**Document passage**
CREDIT: AP PHOTO/ALESSANDRA TARANTINO
CREDIT: AP PHOTO/ALESSANDRA TARANTINO

Pope Francis has announced new procedures that make it faster, cheaper, and potentially easier for Catholics to be granted annulments, streamlining the process for worshippers who wish to end relationships and marry someone else.

The Vatican unveiled two documents on Tuesday detailing new rules for annulments, or when the Catholic Church formally dissolves a marriage by declaring that it was never valid in the first place. This process is often arduous: It can sometimes takes up to a year in the United States, where it can also cost $1,000 or more and requires direct input from the Vatican. Catholics who remarry without an annulment are barred from receiving Communion, and the system can leave some people locked — spiritually speaking — in relationships that are fraught, exploitative, or even abusive.

The impulse for reform is fed by the enormous numbers of the faithful who … are too often alienated from the juridical structures of the church.

**Dataset records**
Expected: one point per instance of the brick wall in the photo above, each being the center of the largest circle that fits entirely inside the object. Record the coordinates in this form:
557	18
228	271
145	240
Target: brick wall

**What the exercise asks**
Rewrite the annulment passage starting at "The Vatican unveiled" and ending at "structures of the church.", with "arduous" changed to "lengthy". The lines here have no connection to the annulment passage.

**Answer to the problem**
The Vatican unveiled two documents on Tuesday detailing new rules for annulments, or when the Catholic Church formally dissolves a marriage by declaring that it was never valid in the first place. This process is often lengthy: It can sometimes takes up to a year in the United States, where it can also cost $1,000 or more and requires direct input from the Vatican. Catholics who remarry without an annulment are barred from receiving Communion, and the system can leave some people locked — spiritually speaking — in relationships that are fraught, exploitative, or even abusive.

The impulse for reform is fed by the enormous numbers of the faithful who … are too often alienated from the juridical structures of the church.